-- begin --
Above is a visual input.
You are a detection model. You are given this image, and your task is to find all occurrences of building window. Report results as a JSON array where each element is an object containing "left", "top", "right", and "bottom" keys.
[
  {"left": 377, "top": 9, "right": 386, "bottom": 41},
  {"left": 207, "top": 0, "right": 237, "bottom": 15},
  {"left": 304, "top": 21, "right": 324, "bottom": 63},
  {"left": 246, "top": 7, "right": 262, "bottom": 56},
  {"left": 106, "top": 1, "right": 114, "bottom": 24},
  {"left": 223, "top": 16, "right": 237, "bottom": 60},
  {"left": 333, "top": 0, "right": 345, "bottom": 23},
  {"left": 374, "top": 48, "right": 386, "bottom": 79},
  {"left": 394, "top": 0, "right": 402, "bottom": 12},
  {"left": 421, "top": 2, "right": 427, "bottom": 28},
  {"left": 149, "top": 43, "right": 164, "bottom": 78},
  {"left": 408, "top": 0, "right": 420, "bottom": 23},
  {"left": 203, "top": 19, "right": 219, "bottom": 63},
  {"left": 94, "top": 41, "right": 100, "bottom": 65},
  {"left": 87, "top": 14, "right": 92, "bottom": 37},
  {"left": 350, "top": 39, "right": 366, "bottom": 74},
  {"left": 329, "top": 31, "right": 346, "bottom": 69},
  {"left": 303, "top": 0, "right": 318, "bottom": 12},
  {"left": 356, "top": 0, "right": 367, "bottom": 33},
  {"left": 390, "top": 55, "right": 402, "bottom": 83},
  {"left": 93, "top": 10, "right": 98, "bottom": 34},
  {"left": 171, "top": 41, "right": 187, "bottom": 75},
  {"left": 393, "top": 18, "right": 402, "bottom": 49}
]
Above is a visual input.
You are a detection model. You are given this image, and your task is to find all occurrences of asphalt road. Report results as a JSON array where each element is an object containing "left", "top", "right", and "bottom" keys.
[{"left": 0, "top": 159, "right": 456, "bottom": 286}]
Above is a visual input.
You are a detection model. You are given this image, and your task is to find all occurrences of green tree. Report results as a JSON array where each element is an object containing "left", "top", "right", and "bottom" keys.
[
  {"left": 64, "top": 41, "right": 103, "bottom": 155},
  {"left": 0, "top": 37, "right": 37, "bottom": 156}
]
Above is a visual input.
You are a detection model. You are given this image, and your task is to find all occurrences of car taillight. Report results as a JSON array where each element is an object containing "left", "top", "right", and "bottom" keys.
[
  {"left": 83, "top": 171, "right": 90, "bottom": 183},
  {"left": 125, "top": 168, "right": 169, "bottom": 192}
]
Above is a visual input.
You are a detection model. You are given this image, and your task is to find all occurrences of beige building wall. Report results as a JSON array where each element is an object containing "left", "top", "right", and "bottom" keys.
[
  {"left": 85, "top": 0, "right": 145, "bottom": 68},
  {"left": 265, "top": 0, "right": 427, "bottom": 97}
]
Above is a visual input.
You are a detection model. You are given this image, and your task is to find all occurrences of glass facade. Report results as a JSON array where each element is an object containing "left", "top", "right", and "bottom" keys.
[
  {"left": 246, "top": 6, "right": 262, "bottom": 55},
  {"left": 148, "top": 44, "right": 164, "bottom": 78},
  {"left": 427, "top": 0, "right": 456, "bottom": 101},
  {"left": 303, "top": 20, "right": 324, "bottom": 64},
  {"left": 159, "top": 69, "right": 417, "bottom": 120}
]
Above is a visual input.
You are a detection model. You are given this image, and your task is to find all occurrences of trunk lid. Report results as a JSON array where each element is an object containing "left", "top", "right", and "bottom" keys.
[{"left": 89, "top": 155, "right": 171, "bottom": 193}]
-- end --
▶ _Work required_
Pick out each of the lines above that contains the string "given" and copy it in full. Case counts.

▶ _Written answer_
You are a detection model. You are given this image, and your task is to find all occurrences of building window. Report results as a JSON array where each element is an object containing "left", "top", "right", and "bottom" keys.
You are a detection model. You are given this image, and your task is to find all occurrences of asphalt road. Report results as a JSON array where each element is an object containing "left", "top", "right", and "bottom" keys.
You are a detection model. You are given this image, and your task is to find all occurrences of green tree. Report results as a JSON array where each element is an object containing "left", "top", "right", and "bottom" keys.
You are a detection model. You are given this image, and your task is to find all occurrences of car taillight. Report results as a JSON array where each element is an object containing "left", "top", "right", and "bottom" keys.
You are a detection model. You are given this image, and your task is to find all occurrences of beige building wall. Report results as a JSON array where each element is an object containing "left", "top", "right", and "bottom" keys.
You are a detection model. You are given this image, and your task is to find all occurrences of glass facade. Report results as a JSON array where each element is an object containing "left", "top", "right", and "bottom" keys.
You are a detection model. You are given this image, and your task is to find all occurrences of trunk lid. Report results as a JSON array where each element is an object containing "left", "top", "right", and "bottom" keys.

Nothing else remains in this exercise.